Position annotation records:
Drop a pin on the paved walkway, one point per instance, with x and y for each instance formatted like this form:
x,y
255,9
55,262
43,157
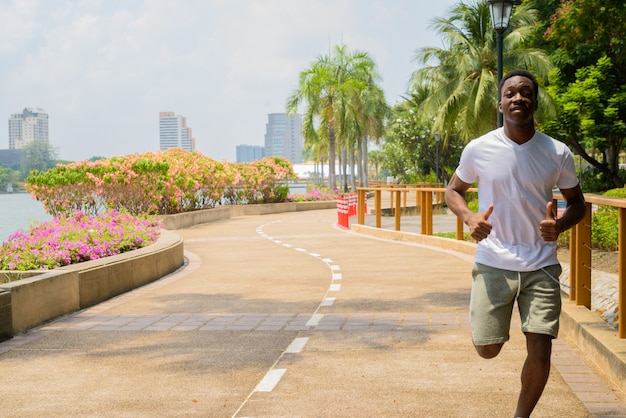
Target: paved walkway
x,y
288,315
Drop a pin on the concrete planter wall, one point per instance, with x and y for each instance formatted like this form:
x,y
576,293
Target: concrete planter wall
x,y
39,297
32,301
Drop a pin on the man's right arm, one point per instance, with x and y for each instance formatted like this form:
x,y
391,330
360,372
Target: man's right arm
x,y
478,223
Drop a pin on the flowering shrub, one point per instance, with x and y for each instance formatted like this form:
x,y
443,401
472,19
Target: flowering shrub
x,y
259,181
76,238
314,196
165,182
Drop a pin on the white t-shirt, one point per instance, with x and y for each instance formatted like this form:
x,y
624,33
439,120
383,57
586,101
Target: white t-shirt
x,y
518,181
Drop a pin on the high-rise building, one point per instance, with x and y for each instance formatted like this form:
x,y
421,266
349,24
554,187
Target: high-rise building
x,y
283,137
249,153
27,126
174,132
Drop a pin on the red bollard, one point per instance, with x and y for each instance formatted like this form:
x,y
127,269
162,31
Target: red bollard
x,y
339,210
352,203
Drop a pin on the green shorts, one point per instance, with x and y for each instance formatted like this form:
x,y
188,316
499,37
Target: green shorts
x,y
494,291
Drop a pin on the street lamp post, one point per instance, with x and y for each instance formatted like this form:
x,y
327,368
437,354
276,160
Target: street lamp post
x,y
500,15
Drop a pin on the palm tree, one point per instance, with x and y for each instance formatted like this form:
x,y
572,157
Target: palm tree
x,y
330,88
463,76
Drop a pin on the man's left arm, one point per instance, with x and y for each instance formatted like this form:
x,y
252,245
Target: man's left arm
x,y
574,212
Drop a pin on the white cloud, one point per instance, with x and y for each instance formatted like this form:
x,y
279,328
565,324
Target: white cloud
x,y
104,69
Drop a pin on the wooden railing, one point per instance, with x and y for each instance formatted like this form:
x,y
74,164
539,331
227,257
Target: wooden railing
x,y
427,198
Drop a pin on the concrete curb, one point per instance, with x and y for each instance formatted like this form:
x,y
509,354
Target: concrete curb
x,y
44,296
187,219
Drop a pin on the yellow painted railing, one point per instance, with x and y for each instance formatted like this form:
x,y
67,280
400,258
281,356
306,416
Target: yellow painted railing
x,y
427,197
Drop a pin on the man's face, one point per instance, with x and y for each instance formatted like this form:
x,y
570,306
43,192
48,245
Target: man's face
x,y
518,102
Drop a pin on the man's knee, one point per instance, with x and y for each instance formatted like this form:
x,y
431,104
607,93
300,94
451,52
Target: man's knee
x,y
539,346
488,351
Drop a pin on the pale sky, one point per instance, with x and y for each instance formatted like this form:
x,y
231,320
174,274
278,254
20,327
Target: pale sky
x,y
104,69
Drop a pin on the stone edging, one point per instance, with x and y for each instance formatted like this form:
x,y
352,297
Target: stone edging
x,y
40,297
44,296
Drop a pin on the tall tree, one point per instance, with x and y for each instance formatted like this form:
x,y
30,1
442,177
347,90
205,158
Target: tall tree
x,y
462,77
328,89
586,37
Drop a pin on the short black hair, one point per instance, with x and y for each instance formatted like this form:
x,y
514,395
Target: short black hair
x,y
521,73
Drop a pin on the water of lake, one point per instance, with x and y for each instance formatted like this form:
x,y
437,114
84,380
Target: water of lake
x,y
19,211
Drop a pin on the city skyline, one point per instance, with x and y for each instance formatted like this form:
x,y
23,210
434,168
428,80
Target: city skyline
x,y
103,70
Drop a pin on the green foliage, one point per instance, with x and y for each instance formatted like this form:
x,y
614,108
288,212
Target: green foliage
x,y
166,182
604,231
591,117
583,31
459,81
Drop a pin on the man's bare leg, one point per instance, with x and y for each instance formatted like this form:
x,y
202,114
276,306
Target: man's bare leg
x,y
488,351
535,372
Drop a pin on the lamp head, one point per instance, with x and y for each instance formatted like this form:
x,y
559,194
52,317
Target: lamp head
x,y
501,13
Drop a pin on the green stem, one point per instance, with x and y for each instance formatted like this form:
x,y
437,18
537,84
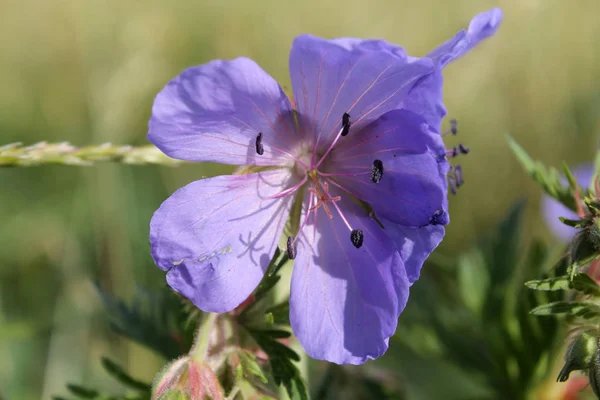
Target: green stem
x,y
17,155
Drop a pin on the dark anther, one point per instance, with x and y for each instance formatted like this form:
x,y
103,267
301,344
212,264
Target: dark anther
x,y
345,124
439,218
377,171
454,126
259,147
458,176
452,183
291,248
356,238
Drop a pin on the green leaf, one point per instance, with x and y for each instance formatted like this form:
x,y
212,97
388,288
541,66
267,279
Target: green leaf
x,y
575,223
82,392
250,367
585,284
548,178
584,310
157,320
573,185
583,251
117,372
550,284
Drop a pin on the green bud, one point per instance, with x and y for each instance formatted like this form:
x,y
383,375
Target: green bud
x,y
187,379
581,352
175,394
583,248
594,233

- _Exercise description_
Transcribe all of the entries word for word, but skip any pictures they contain.

- _Correct output_
Drop a pin on the paved walkway, one point per instance, with x and y for each instance formatted like this form:
x,y
255,9
55,262
43,157
Target: paved walkway
x,y
288,315
Drop a pin on the concrete planter wall, one point per instance, with x and y for each instance formatted like this form:
x,y
576,293
Target: concrete planter wall
x,y
39,297
32,301
Drop a pin on the man's right arm, one point per instance, with x and y for each instance formatted like this form:
x,y
391,330
360,372
Target: man's right arm
x,y
478,223
Drop a pin on the flowering shrub, one point per instance, with x and y for each instance formatted like this form:
x,y
443,401
472,19
Target: flowering shrub
x,y
259,181
76,238
314,196
165,182
Drop a pin on the white t-shirt, one point per instance, with x and y for each instance formatted like this form:
x,y
624,33
439,120
383,57
586,101
Target: white t-shirt
x,y
518,181
Drop a pin on the high-rise building, one point per instance, with x and y for each instance formatted like this form:
x,y
421,266
349,24
554,187
Target: high-rise building
x,y
283,137
249,153
27,126
174,132
Drop a pin on the red bollard, one point per instance, with x and y for each instance formatted like this form:
x,y
127,269
162,31
Target: red bollard
x,y
339,210
352,203
Drop a pin on the green shorts, one point per instance, with x and y for each instance formatted like this form:
x,y
188,316
499,37
Target: green shorts
x,y
494,291
Drop a pin on the street lamp post, one point per instance, with x and y for each instance formatted like this form:
x,y
327,368
437,354
276,160
Target: street lamp post
x,y
500,15
Drop a pin on the palm tree, one point per instance, with x and y for each instance formatted like this form:
x,y
572,157
Target: palm tree
x,y
330,88
463,76
Drop a pin on the man's left arm, one point per instance, with x and y for each instance formatted like this form:
x,y
252,245
Target: man's left arm
x,y
574,212
Drop a pin on the white cloud, one point per instance, with x and y for each instance formatted like this form:
x,y
279,328
565,324
Target: white cloud
x,y
104,69
Drop a pin on the wooden railing, one point per instance, with x and y for each instance formatted like this form:
x,y
74,164
539,331
227,257
Target: wooden railing
x,y
427,198
Drop a pin on the concrete curb, one point per instance, with x and y for each instance formatted like this form:
x,y
509,354
Target: concrete curb
x,y
44,296
187,219
Drop a pin on the yellow painted railing, one point per instance, with x and y for each instance formatted like this form:
x,y
67,280
400,258
281,356
306,416
Target: yellow painted railing
x,y
427,197
Drop a pin on the man's face, one point per instance, with x and y for each instance formatted like this form:
x,y
570,306
43,192
48,245
Target: man's face
x,y
518,102
Drop a pin on the man's knee, one point per instance, with x and y for each instance formatted like this form:
x,y
431,104
607,93
300,94
451,52
Target: man's knee
x,y
539,346
488,351
Drop a pin on the pale sky, one point per instance, with x and y for each instance formatted like this form:
x,y
231,320
174,274
278,254
20,327
Target: pale sky
x,y
104,69
Drop a pin on the stone edging, one point per instance, with x and y for each instance formatted like this form:
x,y
352,297
Target: stone edging
x,y
40,297
44,296
Drop a pin on the tall tree, one point per instance, with x and y for each instance formatted like this form:
x,y
30,1
442,177
347,90
205,158
Target: tall tree
x,y
462,77
328,89
586,37
Drop a pin on the short black hair, one point per instance, with x and y for each instance formatted like this form:
x,y
514,395
Target: short black hair
x,y
521,73
Drop a pin on the water of lake, one point per instance, with x and y for each instance formatted like this form:
x,y
437,114
84,380
Target: water of lake
x,y
19,211
Drop a pin on the city skyline, one point per instance, with x and y for each instance formatted like this form:
x,y
23,210
434,168
428,80
Target: city skyline
x,y
103,70
Drop a pin on the green foliage, one point per instance, with x and y for each instance formatted like this form:
x,y
614,108
288,212
Target: green foliage
x,y
166,182
604,231
591,117
583,31
459,81
Drop a pin on the man's bare leg, one point per instance, with x and y for each instance formatted like this form:
x,y
202,114
276,306
Target: man's bare leg
x,y
488,351
535,372
Drop a pin on the lamp head, one point per instance, with x and y for each instance formatted like this form:
x,y
559,194
52,317
Target: lamp head
x,y
501,13
Drop a pin on the green stem, one point per instance, with x and y for each instance formatted like this form:
x,y
437,18
537,84
Target: green stem
x,y
17,155
Drop a pin on the dark anther, one point per instance, with x and y for each instance formatted like this form:
x,y
103,267
301,344
212,264
Target: dark anther
x,y
345,124
439,218
377,171
454,126
259,147
458,176
452,183
291,248
356,238
Drop a pin on the green leaf, one point per instance, with x and y for each instance formatted like this form:
x,y
212,97
388,288
541,66
267,279
Target: green leaf
x,y
575,223
82,392
250,367
585,284
548,178
584,310
157,320
573,185
583,251
117,372
550,284
Drop a pin on the green bud, one point per instance, with x and y for each instance formatted like this form:
x,y
383,375
Target: green bud
x,y
187,379
581,352
175,394
583,248
594,233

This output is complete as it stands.